** Opening Supplied material block **

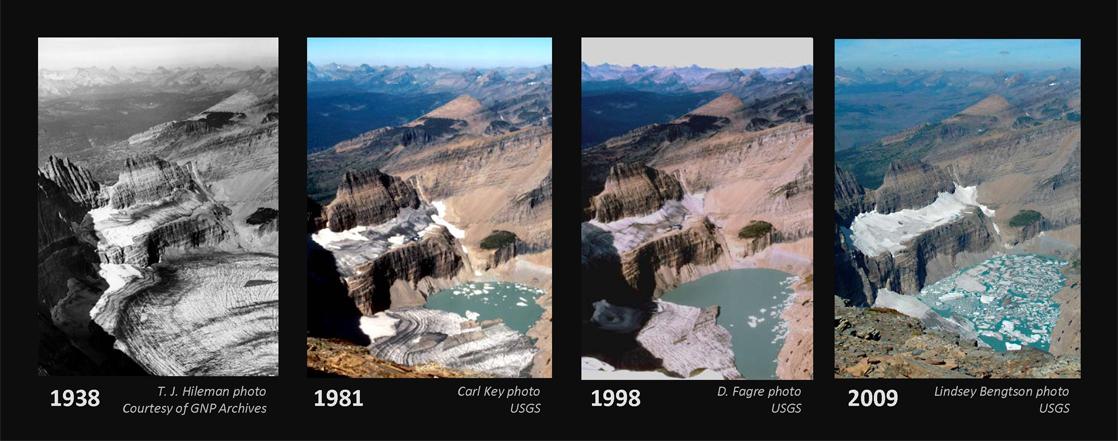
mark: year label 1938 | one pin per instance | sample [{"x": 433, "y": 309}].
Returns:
[{"x": 75, "y": 397}]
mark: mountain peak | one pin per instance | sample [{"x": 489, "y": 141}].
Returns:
[
  {"x": 991, "y": 105},
  {"x": 723, "y": 105},
  {"x": 457, "y": 109}
]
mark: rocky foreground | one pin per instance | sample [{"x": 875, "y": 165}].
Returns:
[{"x": 875, "y": 343}]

** Closing Supplied material block **

Exercise prompt ::
The answer should be a bare number: the count of lines above in which the word "mark" occurs.

Response to this task ::
3